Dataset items
--- BEGIN ---
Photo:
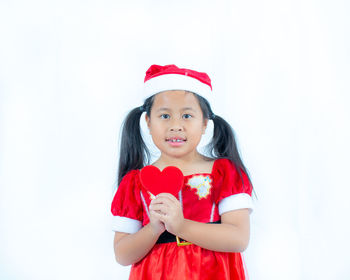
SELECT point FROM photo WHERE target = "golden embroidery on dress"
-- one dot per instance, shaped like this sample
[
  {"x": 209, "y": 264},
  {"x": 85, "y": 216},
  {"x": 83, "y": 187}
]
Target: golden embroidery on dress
[{"x": 202, "y": 184}]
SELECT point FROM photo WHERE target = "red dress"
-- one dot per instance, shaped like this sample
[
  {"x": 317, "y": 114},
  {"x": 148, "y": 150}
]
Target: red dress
[{"x": 204, "y": 197}]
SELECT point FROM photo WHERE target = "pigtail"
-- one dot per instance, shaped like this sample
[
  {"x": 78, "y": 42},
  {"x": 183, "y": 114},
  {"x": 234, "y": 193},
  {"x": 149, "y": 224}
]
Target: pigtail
[
  {"x": 134, "y": 153},
  {"x": 224, "y": 145}
]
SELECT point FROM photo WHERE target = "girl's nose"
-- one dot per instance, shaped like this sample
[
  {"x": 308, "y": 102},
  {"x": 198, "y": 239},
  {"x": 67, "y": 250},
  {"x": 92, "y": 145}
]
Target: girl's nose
[{"x": 176, "y": 126}]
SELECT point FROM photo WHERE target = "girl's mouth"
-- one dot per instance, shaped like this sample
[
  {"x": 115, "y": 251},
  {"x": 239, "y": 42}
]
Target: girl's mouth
[{"x": 175, "y": 142}]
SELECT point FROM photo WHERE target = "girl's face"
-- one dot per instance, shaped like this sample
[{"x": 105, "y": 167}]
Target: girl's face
--- END ---
◆ The problem ◆
Reproduce the full listing faithfully, but do not carry over any pictures.

◆ Solution to this task ◆
Photo:
SELECT point FROM photo WHERE target = "golden embroidery on dress"
-- one dot per instance, shaped like this sample
[
  {"x": 209, "y": 264},
  {"x": 85, "y": 216},
  {"x": 83, "y": 187}
]
Target: golden embroidery on dress
[{"x": 202, "y": 184}]
SELECT point FROM photo WHERE target = "red dress"
-- one dot per instance, shaped like this sample
[
  {"x": 317, "y": 114},
  {"x": 148, "y": 150}
]
Target: red dress
[{"x": 204, "y": 197}]
SELECT point FROM photo WHERE target = "pigtail"
-- one dot per instance, shaped like this sample
[
  {"x": 78, "y": 42},
  {"x": 183, "y": 114},
  {"x": 234, "y": 193},
  {"x": 149, "y": 224}
]
Target: pigtail
[
  {"x": 134, "y": 153},
  {"x": 224, "y": 145}
]
SELECT point FROM photo WHERE target = "girl's nose"
-- one dot per instance, shaped like this sample
[
  {"x": 308, "y": 102},
  {"x": 198, "y": 239},
  {"x": 67, "y": 250},
  {"x": 92, "y": 145}
]
Target: girl's nose
[{"x": 176, "y": 126}]
SELECT point FROM photo WHERE target = "girl's mouth"
-- one dot per instance, shaped like this sample
[
  {"x": 115, "y": 251},
  {"x": 239, "y": 42}
]
Target: girl's mouth
[{"x": 175, "y": 142}]
SELECT point FROM photo WHERE target = "girl's face"
-- one dot per instance, shaped like this sample
[{"x": 105, "y": 167}]
Target: girl's face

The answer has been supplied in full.